#### PROBLEM REQUIREMENTS
From the piece on voting rights, rewrite the stretch from "I am not talking" through "of the population!).", swapping "folks" for "people".

#### DOCUMENT PASSAGE
It’s that time of the
month election cycle again. You know the one. Where we are all irritable, stressed out, and frustrated that something so necessary to our well-being can cause this much pain and agony.
I am not talking about your period ladies. I am talking about your civic duty to V O T E!
I hear it all the time, “My vote doesn’t even count in my state.” And those folks aren’t necessarily wrong but they definitely aren’t right.
Let’s start at the very beginning (because that’s a very good place to start), the year is 1779 and only property owning or tax paying males white males can vote (we are talking 6 percent of the population!).
Then basically from 1870 to 1984, a series of constitutional amendments and Acts are passed to make voting more equal and inclusive. Some of these include:
1868: The 14th Amendment gives full citizenship and voting rights to all men born or naturalized in the U S of A.
1870: The 15th Amendment eliminates racial barriers to voting but several states use poll taxes, literacy tests, intimidation etc. to prevent many from voting. Note: Native Americans still can’t vote.
1920: The 19th Amendment gives babes the right to vote nationwide (took em long enough!)
1924: The Indian Citizenship Act gives Native Americans citizenship and the right to cast their votes!
It wasn’t until 1964, when the Civil Rights Act was passed, that all men and women ages 21 and up were allowed to vote regardless of race, religion, or education. The same year, the 14th Amendment was ratified to eliminate poll taxes across the country. In 1971, the voting age was lowered to 18 and in 1975 the Voting Rights Act banned literacy tests. And last but not least, in 1984, polling places were required to be accessible to folks with disabilities.
You gotta read all of that to realize in America, voting was not always a granted or guaranteed right to all of us. We have come a long way. But like all good things, there will always be room for improvement to ensure access and equality in America’s voting. Okay, so we are clear that we should not take for granted how hard people have fought, and continue to fight, for the right to vote.

#### DATA ROWS
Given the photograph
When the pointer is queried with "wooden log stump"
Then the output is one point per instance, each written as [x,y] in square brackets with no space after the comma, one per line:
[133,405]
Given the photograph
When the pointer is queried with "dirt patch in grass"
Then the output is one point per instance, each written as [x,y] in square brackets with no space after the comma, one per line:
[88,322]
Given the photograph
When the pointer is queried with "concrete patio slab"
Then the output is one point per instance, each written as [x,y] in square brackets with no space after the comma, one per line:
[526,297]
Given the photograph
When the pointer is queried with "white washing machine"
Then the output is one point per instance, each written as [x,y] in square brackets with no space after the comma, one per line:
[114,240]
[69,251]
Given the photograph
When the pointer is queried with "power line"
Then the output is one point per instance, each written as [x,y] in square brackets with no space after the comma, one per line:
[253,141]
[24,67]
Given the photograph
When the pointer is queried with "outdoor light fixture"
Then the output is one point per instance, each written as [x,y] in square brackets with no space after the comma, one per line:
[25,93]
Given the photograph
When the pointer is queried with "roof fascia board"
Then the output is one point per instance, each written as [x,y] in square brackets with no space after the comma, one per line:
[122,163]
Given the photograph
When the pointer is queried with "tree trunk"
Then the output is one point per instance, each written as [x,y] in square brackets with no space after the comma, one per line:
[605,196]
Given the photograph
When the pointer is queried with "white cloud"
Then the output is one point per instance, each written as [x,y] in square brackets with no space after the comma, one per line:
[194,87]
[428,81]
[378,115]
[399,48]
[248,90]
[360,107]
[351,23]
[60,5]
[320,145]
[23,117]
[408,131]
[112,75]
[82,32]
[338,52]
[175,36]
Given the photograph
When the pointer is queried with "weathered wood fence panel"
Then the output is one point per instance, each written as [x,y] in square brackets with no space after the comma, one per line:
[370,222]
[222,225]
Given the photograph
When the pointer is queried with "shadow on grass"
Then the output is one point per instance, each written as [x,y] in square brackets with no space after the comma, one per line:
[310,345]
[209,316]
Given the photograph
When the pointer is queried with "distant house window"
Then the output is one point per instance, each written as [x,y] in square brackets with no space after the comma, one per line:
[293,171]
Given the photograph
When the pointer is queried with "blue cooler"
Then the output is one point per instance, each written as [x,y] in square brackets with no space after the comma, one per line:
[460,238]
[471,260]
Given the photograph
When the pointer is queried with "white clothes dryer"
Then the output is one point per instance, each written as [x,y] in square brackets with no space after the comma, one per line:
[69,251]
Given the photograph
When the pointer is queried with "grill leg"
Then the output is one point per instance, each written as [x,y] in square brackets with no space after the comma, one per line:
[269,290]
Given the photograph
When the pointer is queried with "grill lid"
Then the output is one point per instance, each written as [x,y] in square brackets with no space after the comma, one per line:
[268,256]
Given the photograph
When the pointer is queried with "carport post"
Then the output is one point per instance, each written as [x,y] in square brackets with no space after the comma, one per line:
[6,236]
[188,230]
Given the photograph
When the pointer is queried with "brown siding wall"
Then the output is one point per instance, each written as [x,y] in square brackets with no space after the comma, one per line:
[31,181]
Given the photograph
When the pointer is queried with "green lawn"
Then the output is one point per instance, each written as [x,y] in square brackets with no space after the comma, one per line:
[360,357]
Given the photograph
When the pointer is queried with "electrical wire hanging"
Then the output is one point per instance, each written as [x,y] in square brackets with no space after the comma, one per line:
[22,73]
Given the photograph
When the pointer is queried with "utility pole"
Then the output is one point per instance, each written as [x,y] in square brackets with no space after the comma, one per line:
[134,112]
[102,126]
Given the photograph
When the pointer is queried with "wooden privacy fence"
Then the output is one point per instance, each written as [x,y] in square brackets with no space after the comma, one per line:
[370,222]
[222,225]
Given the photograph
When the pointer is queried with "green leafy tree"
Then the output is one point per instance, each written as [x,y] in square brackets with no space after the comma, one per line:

#### COMPLETE ANSWER
I am not talking about your period ladies. I am talking about your civic duty to V O T E!
I hear it all the time, “My vote doesn’t even count in my state.” And those people aren’t necessarily wrong but they definitely aren’t right.
Let’s start at the very beginning (because that’s a very good place to start), the year is 1779 and only property owning or tax paying males white males can vote (we are talking 6 percent of the population!).